§ Orden de trabajo 1
Extrae del relato sobre el viaje a las Australes el pasaje que va desde "El tiempo para" hasta "no considera apropiado.", ambos incluidos, y reprodúcelo sin alterar nada.

El viaje a las Australes no sucedió para nada como podía esperar.
Desde el punto de vista del barco estoy más que conforme, el Clinamen se comportó en toda circunstancia por lo alto, sacando lo mejor del poco viento en la ida y aguantando con estoicismo los momentos más duros en el fondeo de Tubuai. El motor me dio sobresaltos como para mantenerme en vigilia y sin exceso de confianza, pero al conocerle sus mañas, somos como esa vieja pareja que por la intensidad de la pelea se da cuenta que no es tan grave disentir. Todo es cuestión de tolerarse y encontrarse la vuelta. Si fuera por mí, navegaría exclusivamente a vela, prescindiendo del uso del motor.
Las condiciones de navegación tampoco fueron ideales. No hubo un solo día realmente favorable. La paciencia se impuso por falta, o por exceso de viento.
El tiempo para pensar en uno, en su vida y en todo lo que la recorre, desde el pasado hasta el presente y los frustrados futuros, se hizo dueño de las horas y conversó con las olas y su aliado, el horizonte eterno.
La relación de los mares con sus olas características es curiosa y para destacar. Para mí son el alma de cada mar. Existen las largas y gigantescas del Atlántico, las cortas y nerviosas del Mediterráneo, las breves pero parejas del Caribe o las cruzadas y confusas del Pacífico.
Estas últimas merecen una atención particular porque no se dejan definir, desde el momento en que el europeo le puso el equívoco mote Pacífico. Este vasto mar sabe que esa denominación no le corresponde ni de hecho ni en apariencia. Parece que su oleaje buscara rebelarse al nombre que no considera apropiado.

§ Orden de trabajo 2
Copia sin ningún cambio las líneas de las entradas que siguen, desde la línea que contiene "100L49 97L41 98L38" hasta la línea que contiene "box: [277, 234, 338, 346]", incluidas las dos.

§ Entradas disponibles

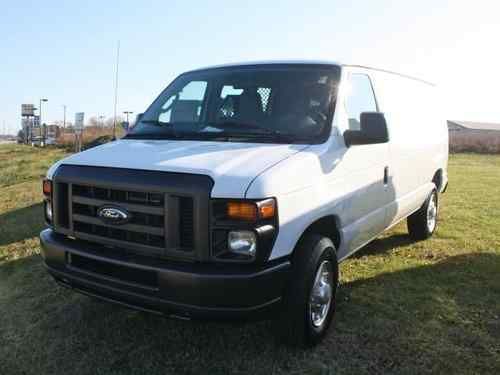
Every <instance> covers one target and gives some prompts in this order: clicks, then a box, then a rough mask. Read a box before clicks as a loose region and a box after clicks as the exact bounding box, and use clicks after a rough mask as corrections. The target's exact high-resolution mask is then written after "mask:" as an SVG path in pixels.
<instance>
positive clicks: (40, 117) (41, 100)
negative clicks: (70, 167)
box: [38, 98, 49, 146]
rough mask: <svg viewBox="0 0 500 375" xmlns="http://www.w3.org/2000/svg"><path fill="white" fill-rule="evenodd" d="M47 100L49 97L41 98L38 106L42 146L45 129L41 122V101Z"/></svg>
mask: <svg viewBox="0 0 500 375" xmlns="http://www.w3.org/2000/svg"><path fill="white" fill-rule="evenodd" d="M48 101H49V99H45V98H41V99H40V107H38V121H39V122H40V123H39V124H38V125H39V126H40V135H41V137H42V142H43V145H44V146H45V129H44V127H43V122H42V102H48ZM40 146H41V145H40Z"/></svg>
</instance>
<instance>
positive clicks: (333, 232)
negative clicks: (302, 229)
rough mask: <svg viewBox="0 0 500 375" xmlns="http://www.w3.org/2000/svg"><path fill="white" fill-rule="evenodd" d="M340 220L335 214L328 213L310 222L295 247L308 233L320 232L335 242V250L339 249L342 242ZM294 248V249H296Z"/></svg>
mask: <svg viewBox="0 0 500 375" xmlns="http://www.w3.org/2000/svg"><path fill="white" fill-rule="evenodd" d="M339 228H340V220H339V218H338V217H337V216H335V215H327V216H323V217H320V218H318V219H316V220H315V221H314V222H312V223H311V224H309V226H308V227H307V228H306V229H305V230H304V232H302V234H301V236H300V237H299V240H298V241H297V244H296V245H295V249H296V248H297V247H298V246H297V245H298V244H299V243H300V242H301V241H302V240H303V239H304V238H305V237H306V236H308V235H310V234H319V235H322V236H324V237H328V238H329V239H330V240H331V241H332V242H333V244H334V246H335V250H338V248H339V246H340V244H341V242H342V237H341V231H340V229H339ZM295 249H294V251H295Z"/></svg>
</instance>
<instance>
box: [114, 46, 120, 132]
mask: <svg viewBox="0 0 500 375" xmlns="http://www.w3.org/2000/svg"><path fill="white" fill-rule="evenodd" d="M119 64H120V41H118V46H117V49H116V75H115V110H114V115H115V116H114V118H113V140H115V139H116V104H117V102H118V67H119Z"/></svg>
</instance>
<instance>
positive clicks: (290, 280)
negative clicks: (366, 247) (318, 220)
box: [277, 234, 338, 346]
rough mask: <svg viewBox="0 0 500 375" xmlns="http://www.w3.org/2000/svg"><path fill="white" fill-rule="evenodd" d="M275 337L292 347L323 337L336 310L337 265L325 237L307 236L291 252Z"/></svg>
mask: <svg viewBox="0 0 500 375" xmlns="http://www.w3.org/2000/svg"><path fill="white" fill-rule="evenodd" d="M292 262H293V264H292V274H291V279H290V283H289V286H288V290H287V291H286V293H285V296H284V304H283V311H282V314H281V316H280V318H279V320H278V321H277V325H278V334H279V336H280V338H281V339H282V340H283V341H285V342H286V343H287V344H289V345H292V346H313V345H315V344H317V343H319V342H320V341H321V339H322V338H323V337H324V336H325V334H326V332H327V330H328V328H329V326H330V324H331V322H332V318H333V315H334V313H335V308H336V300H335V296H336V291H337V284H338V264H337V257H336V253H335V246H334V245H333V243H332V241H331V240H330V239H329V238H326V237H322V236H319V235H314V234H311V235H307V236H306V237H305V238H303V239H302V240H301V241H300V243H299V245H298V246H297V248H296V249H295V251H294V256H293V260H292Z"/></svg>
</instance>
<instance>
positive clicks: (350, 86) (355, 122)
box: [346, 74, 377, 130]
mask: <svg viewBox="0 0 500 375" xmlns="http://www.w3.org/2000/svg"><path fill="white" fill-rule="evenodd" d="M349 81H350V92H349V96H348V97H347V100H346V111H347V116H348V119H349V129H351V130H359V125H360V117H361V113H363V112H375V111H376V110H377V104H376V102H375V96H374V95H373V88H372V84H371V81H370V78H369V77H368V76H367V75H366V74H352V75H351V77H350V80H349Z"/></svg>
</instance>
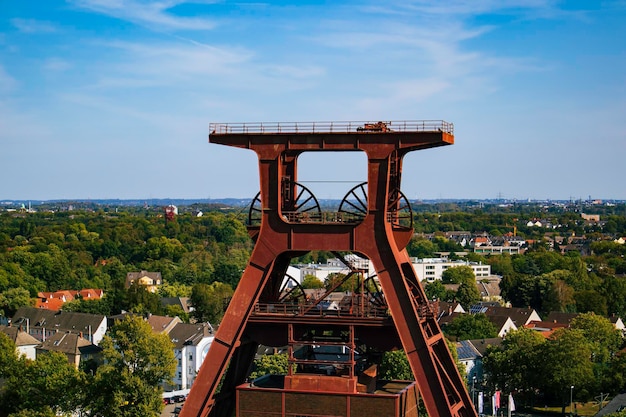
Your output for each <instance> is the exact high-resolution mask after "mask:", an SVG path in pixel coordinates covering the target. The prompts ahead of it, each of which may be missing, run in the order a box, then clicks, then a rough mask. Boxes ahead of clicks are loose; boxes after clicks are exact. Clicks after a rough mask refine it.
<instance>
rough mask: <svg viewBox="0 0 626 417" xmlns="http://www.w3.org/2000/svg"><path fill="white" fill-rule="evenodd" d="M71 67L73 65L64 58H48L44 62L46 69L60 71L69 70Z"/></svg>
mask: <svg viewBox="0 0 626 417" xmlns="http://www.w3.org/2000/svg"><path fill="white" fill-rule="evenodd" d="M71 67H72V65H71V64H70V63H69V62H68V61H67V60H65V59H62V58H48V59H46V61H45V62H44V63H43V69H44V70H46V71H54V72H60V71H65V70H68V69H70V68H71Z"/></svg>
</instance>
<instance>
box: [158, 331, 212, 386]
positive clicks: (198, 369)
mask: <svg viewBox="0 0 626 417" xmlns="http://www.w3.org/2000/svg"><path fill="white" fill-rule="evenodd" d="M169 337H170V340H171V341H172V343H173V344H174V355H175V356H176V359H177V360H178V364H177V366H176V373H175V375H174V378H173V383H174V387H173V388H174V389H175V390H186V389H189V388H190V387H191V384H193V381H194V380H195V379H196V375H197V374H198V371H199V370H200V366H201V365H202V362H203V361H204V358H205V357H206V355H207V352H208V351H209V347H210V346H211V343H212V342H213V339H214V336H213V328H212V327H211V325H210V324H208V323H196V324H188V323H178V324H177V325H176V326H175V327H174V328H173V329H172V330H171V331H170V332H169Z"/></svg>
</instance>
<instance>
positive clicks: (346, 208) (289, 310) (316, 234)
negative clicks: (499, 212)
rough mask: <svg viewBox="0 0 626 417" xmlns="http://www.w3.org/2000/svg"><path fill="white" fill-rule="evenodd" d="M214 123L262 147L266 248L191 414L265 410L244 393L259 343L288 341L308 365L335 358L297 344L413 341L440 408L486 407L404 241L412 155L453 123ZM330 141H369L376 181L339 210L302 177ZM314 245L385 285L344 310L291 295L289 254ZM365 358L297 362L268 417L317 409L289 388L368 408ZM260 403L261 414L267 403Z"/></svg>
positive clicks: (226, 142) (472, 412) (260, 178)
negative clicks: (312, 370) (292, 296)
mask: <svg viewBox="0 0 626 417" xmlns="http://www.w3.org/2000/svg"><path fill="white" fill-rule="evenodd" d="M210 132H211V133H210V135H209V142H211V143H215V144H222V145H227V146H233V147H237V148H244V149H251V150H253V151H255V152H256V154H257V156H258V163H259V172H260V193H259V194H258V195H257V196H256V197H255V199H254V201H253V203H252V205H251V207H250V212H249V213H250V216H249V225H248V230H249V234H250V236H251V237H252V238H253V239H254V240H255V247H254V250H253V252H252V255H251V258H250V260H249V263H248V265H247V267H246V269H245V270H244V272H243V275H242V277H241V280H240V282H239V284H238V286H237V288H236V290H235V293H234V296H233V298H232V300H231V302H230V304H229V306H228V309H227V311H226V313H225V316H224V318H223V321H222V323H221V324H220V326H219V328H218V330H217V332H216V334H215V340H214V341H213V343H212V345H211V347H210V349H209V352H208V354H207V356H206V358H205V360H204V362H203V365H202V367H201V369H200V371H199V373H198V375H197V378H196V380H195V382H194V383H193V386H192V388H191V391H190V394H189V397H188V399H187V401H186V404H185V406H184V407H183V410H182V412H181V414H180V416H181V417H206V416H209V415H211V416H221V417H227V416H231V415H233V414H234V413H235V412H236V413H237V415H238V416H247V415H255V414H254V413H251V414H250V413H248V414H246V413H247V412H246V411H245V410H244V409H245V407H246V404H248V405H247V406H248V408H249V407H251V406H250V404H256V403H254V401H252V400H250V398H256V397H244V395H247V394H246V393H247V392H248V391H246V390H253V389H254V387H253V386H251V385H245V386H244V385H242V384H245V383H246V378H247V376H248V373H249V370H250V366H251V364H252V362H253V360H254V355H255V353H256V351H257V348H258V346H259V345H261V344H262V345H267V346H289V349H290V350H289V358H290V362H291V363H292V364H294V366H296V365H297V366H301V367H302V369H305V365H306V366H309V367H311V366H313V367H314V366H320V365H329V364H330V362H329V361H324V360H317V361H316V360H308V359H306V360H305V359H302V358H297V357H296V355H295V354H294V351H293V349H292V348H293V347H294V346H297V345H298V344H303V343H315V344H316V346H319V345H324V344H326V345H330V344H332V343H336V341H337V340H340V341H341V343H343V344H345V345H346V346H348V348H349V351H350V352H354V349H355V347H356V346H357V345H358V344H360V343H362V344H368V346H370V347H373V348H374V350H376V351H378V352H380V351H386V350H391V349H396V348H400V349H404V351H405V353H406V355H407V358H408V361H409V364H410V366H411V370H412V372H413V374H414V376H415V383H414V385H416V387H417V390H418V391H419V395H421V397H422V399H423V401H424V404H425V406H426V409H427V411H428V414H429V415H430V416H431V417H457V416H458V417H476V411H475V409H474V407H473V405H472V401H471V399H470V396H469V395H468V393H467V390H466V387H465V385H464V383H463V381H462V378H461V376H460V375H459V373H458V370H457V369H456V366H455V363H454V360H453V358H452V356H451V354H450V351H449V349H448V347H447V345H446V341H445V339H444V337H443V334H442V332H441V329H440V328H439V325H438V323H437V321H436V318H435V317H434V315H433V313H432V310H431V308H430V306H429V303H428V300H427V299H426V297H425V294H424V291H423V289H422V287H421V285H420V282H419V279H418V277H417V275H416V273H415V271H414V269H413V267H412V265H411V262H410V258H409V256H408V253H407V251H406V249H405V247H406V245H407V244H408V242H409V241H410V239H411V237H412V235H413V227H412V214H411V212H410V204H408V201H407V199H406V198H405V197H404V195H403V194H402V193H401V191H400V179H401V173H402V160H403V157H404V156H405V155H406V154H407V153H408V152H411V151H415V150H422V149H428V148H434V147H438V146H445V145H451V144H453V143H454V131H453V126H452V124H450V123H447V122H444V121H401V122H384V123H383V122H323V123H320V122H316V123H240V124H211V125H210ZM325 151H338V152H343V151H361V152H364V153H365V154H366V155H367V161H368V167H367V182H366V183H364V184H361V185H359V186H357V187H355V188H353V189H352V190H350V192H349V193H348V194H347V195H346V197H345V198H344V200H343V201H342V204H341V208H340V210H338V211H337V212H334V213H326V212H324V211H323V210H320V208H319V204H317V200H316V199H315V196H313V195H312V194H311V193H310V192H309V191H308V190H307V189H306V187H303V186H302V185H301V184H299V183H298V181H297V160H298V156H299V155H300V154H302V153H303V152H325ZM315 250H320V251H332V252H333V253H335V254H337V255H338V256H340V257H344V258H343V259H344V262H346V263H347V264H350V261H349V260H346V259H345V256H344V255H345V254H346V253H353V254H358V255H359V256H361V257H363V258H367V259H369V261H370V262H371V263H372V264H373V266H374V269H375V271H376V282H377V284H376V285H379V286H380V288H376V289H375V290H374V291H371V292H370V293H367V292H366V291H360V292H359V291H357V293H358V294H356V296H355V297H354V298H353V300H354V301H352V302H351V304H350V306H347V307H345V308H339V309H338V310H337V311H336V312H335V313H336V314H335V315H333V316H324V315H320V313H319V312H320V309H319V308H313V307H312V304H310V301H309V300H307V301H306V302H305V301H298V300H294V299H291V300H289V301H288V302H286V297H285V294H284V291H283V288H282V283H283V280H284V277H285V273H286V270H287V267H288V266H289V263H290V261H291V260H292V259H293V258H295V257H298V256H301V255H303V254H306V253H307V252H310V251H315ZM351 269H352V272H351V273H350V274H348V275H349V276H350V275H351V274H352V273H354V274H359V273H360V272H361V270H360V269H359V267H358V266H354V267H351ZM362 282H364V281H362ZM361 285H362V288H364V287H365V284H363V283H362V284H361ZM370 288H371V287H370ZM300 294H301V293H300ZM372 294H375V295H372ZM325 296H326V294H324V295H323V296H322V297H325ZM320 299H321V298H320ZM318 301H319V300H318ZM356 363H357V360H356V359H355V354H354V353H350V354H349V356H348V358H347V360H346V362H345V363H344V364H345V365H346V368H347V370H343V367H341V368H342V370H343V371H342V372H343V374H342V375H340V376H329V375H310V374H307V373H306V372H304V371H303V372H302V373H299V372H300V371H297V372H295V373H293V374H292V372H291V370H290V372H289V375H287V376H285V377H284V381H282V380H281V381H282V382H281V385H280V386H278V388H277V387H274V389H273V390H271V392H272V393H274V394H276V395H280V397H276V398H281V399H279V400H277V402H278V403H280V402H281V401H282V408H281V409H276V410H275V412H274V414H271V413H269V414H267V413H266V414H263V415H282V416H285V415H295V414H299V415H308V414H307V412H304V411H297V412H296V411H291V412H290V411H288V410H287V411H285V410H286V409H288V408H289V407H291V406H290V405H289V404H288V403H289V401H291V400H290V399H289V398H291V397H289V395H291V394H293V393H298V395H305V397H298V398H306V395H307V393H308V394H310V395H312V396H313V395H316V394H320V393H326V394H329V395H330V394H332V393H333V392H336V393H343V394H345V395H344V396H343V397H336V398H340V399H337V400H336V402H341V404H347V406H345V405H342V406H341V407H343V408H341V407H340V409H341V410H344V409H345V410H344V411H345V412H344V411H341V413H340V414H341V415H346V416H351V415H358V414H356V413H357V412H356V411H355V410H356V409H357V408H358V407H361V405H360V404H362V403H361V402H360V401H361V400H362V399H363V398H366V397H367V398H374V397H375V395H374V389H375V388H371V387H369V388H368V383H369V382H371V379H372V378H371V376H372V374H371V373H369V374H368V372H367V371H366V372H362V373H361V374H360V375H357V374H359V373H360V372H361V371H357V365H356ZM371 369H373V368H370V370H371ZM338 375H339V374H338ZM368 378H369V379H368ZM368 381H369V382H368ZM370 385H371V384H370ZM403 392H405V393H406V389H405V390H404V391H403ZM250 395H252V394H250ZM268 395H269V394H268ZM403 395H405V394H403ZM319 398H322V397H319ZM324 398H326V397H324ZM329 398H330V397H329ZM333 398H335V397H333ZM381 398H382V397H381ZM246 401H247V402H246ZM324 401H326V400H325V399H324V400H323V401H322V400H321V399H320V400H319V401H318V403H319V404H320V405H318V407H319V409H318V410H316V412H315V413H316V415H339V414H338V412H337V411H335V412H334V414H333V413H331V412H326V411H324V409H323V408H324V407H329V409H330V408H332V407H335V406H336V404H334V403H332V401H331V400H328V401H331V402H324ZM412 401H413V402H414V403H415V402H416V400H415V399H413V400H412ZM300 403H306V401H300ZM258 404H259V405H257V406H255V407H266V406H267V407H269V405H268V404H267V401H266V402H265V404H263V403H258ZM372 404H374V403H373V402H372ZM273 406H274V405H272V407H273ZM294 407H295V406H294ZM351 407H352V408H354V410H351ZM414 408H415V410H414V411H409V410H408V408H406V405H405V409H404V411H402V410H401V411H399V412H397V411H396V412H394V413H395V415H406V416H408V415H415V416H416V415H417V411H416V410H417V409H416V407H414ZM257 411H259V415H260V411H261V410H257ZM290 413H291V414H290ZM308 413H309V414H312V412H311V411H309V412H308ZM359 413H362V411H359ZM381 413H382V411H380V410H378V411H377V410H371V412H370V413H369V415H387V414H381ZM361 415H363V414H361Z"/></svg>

§ Solución 1
El tiempo para pensar en uno, en su vida y en todo lo que la recorre, desde el pasado hasta el presente y los frustrados futuros, se hizo dueño de las horas y conversó con las olas y su aliado, el horizonte eterno.
La relación de los mares con sus olas características es curiosa y para destacar. Para mí son el alma de cada mar. Existen las largas y gigantescas del Atlántico, las cortas y nerviosas del Mediterráneo, las breves pero parejas del Caribe o las cruzadas y confusas del Pacífico.
Estas últimas merecen una atención particular porque no se dejan definir, desde el momento en que el europeo le puso el equívoco mote Pacífico. Este vasto mar sabe que esa denominación no le corresponde ni de hecho ni en apariencia. Parece que su oleaje buscara rebelarse al nombre que no considera apropiado.

§ Solución 2
rough mask: <svg viewBox="0 0 500 375" xmlns="http://www.w3.org/2000/svg"><path fill="white" fill-rule="evenodd" d="M47 100L49 97L41 98L38 106L42 146L45 129L41 122V101Z"/></svg>
mask: <svg viewBox="0 0 500 375" xmlns="http://www.w3.org/2000/svg"><path fill="white" fill-rule="evenodd" d="M48 101H49V99H45V98H41V99H40V107H38V121H39V122H40V123H39V124H38V125H39V126H40V135H41V137H42V142H43V145H44V146H45V129H44V127H43V122H42V102H48ZM40 146H41V145H40Z"/></svg>
</instance>
<instance>
positive clicks: (333, 232)
negative clicks: (302, 229)
rough mask: <svg viewBox="0 0 500 375" xmlns="http://www.w3.org/2000/svg"><path fill="white" fill-rule="evenodd" d="M340 220L335 214L328 213L310 222L295 247L308 233L320 232L335 242V250L339 249L342 242ZM294 248V249H296Z"/></svg>
mask: <svg viewBox="0 0 500 375" xmlns="http://www.w3.org/2000/svg"><path fill="white" fill-rule="evenodd" d="M339 228H340V220H339V218H338V217H337V216H335V215H327V216H323V217H320V218H318V219H316V220H315V221H314V222H312V223H311V224H309V226H308V227H307V228H306V229H305V230H304V232H302V234H301V236H300V237H299V240H298V241H297V244H296V245H295V249H296V248H297V247H298V246H297V245H298V244H299V243H300V242H301V241H302V240H303V239H304V238H305V237H306V236H308V235H310V234H319V235H322V236H324V237H328V238H329V239H330V240H331V241H332V242H333V244H334V246H335V250H338V248H339V246H340V244H341V242H342V237H341V231H340V229H339ZM295 249H294V251H295Z"/></svg>
</instance>
<instance>
box: [114, 46, 120, 132]
mask: <svg viewBox="0 0 500 375" xmlns="http://www.w3.org/2000/svg"><path fill="white" fill-rule="evenodd" d="M119 64H120V41H118V46H117V49H116V75H115V110H114V115H115V116H114V118H113V140H115V139H116V104H117V102H118V67H119Z"/></svg>
</instance>
<instance>
positive clicks: (290, 280)
negative clicks: (366, 247) (318, 220)
box: [277, 234, 338, 346]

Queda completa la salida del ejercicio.